*Stored data:*
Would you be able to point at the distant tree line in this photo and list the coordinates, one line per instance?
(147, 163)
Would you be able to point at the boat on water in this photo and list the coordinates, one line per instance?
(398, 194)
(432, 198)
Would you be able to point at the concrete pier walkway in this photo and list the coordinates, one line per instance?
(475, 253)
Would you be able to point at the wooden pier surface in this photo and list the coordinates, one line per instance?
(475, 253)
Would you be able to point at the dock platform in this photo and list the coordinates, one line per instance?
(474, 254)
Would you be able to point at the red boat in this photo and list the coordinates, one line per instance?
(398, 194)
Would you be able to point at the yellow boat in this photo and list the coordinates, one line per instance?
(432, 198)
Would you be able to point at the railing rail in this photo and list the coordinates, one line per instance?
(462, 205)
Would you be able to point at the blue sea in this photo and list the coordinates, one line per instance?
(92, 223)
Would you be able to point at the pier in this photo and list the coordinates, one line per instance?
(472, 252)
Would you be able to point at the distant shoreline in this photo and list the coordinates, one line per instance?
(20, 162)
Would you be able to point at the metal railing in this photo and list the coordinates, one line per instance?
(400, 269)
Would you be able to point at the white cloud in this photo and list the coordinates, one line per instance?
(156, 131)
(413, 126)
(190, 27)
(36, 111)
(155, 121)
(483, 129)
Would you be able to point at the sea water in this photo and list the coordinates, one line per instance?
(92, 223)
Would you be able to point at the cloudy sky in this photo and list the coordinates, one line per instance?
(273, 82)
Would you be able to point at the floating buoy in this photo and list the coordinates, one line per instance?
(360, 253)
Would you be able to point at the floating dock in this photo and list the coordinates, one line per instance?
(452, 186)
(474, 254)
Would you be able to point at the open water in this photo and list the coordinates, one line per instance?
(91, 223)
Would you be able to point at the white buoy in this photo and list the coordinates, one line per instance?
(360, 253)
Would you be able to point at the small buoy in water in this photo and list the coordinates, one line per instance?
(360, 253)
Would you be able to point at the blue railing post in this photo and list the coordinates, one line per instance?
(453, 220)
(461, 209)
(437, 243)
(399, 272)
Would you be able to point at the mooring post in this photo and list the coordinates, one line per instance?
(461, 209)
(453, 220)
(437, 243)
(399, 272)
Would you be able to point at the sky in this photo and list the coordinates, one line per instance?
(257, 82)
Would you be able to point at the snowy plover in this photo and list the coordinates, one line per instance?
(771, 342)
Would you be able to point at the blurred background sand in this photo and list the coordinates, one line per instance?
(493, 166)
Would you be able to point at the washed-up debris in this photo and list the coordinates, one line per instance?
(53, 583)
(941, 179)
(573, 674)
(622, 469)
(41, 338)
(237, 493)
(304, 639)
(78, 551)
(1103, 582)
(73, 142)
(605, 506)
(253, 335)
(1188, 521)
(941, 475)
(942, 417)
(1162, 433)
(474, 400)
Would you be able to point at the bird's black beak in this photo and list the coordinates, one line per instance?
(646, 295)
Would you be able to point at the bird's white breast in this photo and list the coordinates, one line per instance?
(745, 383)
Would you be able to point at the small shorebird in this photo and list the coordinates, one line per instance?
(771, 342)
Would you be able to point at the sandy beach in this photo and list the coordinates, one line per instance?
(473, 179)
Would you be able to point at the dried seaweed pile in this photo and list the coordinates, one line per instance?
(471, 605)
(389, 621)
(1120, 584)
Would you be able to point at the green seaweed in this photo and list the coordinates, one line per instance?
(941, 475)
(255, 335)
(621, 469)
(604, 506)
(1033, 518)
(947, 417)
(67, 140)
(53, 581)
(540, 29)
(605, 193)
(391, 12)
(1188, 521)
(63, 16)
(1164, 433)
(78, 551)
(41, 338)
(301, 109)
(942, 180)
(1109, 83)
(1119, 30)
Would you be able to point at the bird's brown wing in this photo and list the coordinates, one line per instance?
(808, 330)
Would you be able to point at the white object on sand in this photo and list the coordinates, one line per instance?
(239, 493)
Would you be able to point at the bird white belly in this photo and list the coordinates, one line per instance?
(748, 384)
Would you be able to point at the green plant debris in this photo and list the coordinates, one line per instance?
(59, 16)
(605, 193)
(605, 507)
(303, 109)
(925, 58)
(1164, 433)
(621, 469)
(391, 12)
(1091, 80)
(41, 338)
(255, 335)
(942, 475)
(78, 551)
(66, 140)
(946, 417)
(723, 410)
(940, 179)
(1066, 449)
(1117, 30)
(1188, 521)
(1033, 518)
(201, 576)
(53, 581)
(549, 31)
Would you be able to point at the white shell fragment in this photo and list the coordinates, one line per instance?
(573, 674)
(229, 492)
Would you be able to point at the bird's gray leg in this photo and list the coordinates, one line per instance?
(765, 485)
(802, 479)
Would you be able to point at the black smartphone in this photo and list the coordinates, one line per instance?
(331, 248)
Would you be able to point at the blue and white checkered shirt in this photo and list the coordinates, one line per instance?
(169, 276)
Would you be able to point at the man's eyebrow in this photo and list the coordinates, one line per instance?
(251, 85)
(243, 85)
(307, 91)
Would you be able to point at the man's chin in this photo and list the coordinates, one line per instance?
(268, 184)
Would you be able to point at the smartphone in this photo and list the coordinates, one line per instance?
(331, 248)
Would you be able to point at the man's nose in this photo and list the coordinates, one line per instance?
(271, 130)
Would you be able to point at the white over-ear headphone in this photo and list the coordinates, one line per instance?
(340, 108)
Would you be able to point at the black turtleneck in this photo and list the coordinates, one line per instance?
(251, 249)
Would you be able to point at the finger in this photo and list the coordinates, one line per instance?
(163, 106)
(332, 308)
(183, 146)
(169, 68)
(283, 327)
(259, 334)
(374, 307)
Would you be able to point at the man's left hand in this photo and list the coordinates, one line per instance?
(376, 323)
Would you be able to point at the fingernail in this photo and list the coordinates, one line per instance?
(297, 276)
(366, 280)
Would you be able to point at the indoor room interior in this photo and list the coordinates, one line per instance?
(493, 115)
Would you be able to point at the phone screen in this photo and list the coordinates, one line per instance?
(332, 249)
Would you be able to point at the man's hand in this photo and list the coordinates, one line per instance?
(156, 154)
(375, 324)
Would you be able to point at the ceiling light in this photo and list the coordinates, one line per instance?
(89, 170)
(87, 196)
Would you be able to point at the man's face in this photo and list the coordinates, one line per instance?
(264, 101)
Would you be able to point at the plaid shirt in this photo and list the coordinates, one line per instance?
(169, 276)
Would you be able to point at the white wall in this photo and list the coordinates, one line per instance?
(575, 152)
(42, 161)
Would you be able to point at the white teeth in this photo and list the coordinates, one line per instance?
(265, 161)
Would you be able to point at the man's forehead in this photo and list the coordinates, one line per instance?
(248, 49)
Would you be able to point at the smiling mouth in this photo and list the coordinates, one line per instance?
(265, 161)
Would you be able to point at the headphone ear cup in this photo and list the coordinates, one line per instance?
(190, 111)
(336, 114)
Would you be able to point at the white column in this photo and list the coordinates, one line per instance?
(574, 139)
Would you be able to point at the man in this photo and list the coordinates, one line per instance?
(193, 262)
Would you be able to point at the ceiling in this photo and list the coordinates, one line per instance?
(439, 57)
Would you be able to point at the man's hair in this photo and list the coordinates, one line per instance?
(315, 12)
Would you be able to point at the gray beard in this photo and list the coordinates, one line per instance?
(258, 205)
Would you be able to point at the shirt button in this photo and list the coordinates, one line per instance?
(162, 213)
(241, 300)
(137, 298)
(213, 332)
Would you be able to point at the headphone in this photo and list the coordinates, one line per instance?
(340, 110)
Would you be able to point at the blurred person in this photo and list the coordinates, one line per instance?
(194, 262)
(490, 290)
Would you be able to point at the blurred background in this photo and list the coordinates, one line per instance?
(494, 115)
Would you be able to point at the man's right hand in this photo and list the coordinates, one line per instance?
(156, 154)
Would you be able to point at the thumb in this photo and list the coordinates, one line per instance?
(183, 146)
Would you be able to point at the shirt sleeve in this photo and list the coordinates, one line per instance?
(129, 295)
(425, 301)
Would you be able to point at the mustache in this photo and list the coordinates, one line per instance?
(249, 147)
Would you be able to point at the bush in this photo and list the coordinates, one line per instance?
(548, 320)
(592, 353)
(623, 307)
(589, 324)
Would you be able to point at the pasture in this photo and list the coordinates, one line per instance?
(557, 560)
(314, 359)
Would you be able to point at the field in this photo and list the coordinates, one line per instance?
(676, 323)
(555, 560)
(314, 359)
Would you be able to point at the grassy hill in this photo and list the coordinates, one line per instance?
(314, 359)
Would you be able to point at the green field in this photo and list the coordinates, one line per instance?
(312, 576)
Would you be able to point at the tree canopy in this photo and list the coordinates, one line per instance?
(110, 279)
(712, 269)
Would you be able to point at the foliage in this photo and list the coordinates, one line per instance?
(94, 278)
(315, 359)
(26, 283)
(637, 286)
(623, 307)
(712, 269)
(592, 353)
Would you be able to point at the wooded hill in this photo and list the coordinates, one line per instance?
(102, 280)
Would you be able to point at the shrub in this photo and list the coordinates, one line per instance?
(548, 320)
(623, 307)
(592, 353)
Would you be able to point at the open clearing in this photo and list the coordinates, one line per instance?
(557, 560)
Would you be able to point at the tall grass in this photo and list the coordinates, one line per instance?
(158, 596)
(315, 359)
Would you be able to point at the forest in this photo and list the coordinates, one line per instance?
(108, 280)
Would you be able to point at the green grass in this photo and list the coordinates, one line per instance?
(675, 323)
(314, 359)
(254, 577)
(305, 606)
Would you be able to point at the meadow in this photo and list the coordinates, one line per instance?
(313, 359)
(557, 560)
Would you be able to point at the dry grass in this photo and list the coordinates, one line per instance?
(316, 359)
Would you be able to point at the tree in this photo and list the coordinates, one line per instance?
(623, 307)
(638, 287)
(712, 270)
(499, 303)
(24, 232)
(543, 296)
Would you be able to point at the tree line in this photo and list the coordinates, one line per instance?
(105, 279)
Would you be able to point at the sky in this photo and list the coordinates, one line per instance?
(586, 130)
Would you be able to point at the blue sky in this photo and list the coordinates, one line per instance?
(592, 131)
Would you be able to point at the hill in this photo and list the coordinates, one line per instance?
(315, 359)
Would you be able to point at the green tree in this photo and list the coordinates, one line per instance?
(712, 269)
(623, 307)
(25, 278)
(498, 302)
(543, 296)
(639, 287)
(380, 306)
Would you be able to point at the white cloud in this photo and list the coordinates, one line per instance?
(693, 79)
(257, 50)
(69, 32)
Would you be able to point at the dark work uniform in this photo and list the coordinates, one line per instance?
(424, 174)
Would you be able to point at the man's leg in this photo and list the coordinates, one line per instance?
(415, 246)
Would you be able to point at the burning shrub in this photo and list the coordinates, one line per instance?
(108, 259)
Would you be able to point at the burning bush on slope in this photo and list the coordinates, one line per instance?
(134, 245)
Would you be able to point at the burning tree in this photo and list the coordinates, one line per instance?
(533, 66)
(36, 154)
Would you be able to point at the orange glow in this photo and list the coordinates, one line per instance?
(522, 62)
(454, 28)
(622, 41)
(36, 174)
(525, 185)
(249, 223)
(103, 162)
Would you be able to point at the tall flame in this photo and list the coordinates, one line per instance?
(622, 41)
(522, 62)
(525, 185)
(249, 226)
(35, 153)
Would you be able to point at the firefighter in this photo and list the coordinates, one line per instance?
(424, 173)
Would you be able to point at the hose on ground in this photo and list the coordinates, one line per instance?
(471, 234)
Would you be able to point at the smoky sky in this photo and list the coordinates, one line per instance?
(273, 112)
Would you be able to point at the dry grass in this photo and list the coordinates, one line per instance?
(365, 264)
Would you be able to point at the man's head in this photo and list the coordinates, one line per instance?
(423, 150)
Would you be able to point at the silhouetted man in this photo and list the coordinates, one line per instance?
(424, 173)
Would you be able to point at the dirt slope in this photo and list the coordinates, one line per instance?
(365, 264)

*Exercise brief:* Each line from the one with "Would you be able to point at the tall flame" through the last line of the records must be written out word for word. Include nothing else.

*Task output:*
Would you be able to point at the tall flame in this photo and list the coordinates, one line per instance?
(622, 41)
(522, 62)
(525, 185)
(249, 226)
(35, 153)
Would you be able to point at the firefighter in this photo and list the coordinates, one line per instance?
(424, 173)
Would you be able to point at the hose on ground in this photo and list the coordinates, one line per instance?
(471, 234)
Would you be able to point at the smoky sky in this photo and list the coordinates, one line per instance?
(273, 112)
Would you be able to point at the dry grass in this photo and list the coordinates, one line per instance?
(365, 264)
Would you be able to point at the man's head in this photo and list the coordinates, one line per instance?
(423, 150)
Would you be able to point at the silhouetted man in this photo and list the coordinates, one line per instance?
(424, 173)
Would you be able to point at the dirt slope in this photo and list the coordinates, one line per instance?
(365, 264)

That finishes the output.